Locate the line containing "blurred background with a single marker.", then please write out that line and all the lines below it in the entries exactly.

SUPPLIED RECORDS:

>>

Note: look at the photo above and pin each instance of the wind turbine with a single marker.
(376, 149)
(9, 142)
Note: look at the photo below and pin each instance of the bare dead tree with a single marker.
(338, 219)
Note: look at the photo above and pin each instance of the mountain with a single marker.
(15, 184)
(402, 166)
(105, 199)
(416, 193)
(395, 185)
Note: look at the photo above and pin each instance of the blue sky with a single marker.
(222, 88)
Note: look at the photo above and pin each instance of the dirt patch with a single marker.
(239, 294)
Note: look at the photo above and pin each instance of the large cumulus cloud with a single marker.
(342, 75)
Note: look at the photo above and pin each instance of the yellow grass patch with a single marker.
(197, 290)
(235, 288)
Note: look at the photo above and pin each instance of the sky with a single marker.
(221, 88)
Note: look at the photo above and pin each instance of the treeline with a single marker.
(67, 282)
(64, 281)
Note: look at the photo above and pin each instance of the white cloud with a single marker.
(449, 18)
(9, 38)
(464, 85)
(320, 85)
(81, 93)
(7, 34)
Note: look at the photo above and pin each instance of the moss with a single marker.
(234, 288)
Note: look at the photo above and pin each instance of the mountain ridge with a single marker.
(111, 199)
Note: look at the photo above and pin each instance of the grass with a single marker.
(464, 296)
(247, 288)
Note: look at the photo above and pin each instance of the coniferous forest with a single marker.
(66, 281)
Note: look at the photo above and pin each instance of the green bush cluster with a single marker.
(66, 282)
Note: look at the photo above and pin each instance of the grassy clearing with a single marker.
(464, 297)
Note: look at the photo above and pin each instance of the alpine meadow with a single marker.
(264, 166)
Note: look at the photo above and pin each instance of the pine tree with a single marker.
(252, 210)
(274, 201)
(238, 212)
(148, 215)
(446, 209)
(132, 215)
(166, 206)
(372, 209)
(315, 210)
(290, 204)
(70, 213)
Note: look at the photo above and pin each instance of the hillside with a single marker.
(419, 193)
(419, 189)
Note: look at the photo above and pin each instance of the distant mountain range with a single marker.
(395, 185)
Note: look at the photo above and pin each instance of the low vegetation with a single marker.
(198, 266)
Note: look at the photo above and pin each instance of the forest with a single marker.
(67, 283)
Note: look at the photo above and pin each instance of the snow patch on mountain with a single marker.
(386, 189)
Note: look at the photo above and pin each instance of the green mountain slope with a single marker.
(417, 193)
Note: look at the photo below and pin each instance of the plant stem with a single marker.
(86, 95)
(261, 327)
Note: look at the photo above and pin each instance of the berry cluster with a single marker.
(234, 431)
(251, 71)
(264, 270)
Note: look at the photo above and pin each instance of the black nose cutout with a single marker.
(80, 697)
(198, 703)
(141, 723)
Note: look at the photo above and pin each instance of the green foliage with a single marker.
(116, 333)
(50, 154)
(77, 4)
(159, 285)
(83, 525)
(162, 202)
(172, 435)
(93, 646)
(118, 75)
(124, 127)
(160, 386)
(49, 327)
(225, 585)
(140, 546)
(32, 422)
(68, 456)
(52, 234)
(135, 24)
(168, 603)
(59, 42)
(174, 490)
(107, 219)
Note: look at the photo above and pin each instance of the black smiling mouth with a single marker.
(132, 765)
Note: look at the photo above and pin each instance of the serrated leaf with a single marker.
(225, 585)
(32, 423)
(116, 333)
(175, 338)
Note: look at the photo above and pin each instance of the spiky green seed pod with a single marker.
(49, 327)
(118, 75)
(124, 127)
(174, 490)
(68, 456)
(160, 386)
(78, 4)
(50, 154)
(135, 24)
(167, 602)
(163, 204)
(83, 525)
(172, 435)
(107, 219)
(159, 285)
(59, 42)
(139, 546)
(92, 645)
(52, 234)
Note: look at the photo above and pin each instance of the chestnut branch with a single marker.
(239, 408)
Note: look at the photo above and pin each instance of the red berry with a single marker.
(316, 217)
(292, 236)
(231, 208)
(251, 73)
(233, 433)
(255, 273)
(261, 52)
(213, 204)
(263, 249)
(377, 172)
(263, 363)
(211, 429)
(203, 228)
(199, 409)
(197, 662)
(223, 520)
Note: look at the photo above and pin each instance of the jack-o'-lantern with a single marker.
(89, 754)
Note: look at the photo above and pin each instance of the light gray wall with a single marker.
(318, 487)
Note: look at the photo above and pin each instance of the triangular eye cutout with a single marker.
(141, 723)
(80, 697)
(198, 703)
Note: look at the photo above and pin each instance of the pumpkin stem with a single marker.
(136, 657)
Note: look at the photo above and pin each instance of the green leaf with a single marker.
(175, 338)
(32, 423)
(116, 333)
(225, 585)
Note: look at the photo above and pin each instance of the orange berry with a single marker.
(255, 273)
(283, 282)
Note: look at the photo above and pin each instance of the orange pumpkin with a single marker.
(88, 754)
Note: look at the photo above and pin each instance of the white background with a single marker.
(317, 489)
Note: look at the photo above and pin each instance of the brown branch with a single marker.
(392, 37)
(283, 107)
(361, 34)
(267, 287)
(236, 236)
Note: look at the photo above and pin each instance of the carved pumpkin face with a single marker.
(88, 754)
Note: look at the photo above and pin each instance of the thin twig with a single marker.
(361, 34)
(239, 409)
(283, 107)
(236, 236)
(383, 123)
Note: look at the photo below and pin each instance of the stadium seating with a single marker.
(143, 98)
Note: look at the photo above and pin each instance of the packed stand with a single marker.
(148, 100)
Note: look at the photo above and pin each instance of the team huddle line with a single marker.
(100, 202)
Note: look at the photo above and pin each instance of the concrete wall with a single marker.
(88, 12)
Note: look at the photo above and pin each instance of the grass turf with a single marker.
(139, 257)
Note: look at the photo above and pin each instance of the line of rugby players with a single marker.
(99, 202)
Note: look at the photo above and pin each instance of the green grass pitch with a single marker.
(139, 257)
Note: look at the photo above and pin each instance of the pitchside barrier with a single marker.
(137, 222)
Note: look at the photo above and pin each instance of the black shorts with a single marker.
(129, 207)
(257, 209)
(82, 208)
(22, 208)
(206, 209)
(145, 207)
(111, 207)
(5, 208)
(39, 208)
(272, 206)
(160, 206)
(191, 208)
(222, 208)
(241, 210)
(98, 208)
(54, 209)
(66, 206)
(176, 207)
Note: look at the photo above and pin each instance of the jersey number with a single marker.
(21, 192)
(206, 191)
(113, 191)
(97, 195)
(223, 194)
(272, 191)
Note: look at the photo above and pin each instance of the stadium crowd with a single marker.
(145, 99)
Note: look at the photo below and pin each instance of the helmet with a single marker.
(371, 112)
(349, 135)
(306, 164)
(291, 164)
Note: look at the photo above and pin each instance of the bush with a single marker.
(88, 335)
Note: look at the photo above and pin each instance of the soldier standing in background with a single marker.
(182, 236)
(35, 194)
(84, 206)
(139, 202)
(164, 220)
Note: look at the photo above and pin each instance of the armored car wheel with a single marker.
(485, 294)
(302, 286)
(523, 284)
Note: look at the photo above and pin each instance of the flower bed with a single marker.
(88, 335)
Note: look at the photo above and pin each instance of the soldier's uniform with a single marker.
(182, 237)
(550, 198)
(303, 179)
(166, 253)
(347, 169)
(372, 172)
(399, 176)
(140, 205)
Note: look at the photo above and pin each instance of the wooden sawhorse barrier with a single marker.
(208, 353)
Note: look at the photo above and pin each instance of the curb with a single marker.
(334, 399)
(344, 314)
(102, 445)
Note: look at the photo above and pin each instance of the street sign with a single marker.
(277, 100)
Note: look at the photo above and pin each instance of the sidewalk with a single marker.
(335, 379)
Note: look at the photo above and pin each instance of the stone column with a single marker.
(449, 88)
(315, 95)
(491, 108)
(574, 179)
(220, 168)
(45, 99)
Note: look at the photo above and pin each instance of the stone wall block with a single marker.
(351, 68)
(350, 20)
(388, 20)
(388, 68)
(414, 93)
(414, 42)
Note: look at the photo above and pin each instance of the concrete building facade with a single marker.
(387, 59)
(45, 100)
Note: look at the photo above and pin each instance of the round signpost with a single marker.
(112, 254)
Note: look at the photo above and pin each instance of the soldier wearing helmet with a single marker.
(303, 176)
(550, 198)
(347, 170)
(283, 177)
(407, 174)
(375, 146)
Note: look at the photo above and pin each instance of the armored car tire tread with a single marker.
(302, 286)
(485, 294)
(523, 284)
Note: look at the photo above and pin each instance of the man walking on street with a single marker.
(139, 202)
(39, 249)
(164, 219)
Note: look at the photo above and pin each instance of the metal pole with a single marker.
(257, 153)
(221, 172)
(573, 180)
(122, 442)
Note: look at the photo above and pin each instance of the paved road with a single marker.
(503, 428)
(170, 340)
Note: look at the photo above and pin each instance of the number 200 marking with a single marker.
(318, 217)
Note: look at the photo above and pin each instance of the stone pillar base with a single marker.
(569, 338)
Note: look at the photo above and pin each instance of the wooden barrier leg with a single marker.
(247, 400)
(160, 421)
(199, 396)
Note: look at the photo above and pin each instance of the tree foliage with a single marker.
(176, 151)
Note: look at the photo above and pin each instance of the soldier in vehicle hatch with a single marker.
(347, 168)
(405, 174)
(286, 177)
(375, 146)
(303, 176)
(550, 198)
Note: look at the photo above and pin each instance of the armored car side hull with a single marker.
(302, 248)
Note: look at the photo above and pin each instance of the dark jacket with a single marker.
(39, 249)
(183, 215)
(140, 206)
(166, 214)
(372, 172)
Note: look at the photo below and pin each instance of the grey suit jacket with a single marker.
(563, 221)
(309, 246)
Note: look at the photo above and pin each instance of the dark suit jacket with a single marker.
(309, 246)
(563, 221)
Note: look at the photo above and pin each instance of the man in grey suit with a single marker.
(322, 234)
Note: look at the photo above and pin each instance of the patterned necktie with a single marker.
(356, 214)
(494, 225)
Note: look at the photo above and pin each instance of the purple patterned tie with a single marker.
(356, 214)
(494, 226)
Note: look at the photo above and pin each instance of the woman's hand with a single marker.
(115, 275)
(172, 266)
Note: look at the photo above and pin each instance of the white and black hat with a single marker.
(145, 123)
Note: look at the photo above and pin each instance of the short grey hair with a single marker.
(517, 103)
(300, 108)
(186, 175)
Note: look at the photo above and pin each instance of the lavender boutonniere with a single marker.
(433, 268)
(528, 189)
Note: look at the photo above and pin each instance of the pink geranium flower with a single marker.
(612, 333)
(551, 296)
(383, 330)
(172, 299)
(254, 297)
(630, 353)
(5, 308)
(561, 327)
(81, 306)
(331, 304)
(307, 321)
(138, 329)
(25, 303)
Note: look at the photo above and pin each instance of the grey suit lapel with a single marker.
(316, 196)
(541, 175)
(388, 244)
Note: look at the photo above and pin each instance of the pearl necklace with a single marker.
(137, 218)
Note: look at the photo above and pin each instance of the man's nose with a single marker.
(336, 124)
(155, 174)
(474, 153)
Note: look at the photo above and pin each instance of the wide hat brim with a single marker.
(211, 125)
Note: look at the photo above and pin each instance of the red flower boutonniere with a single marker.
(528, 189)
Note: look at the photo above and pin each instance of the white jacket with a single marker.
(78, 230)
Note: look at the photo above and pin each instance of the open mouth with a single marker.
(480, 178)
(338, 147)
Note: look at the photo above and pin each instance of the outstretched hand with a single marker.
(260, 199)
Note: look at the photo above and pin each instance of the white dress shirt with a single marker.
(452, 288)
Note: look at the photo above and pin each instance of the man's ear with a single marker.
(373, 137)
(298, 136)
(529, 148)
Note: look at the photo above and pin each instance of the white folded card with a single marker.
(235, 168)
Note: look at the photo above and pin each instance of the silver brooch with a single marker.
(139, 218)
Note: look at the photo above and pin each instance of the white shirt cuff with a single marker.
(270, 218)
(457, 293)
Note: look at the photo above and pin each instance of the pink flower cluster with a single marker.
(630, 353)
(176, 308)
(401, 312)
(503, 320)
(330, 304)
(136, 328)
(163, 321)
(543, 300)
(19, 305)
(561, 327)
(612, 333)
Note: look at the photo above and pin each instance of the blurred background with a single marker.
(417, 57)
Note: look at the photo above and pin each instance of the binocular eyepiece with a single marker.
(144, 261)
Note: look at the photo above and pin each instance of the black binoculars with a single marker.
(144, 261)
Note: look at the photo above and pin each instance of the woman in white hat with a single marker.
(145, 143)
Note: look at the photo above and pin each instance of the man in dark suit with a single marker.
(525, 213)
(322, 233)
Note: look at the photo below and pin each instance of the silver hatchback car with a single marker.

<<

TASK RESULT:
Note: look at the photo above and pin each instance of the blurred background with a single marker.
(417, 57)
Note: look at the photo above and pin each instance of the binocular eyepiece with a single marker.
(144, 261)
Note: look at the photo above and pin each instance of the black binoculars with a single marker.
(144, 261)
Note: look at the photo above and pin each instance of the woman in white hat with a single marker.
(145, 143)
Note: look at the photo above and pin each instance of the man in dark suit with a single marker.
(525, 213)
(322, 233)
Note: look at the photo below and pin each instance of the silver hatchback car with a single marker.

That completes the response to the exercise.